• _Task brief_: Update the listing from its first line up to and including the line with "top-left (72, 37), bottom-right (143, 94)" by replacing "jacket" with "vest" and keeping everything else unchanged. Omit the picture from your answer.

[Dataset items]
====

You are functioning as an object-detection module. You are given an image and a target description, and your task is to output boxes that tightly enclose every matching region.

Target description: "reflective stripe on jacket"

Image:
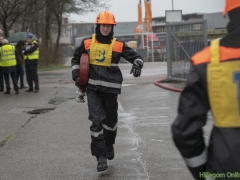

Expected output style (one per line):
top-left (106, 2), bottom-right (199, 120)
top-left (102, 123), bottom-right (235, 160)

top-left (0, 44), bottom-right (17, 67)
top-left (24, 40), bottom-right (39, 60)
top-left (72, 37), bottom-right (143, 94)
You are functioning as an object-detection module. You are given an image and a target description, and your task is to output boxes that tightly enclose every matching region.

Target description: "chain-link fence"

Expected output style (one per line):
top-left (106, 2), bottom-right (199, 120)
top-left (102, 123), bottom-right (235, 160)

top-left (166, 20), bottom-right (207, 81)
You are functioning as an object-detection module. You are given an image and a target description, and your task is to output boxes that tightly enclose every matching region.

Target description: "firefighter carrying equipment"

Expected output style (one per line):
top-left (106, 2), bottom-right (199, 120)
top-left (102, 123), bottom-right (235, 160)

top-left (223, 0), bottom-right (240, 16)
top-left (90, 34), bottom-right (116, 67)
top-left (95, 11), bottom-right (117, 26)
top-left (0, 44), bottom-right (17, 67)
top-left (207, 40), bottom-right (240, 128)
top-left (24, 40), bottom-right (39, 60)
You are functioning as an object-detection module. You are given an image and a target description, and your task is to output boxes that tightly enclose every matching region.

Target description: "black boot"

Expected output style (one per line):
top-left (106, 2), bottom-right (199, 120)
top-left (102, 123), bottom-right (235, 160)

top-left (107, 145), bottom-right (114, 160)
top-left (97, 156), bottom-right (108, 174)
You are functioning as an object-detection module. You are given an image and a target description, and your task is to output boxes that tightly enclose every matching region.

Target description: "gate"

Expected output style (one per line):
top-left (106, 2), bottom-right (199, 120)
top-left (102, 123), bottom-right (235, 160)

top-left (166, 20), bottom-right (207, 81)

====

• _Written reply_:
You are functioning as an object-detection module. You are given an image and a target description, and your task is to output boxes that tightly enclose every matching region.

Target description: "reflective stripe on vest"

Image:

Expected output style (one per line):
top-left (106, 2), bottom-right (199, 120)
top-left (102, 123), bottom-right (235, 160)

top-left (0, 44), bottom-right (17, 67)
top-left (24, 40), bottom-right (39, 60)
top-left (72, 37), bottom-right (143, 94)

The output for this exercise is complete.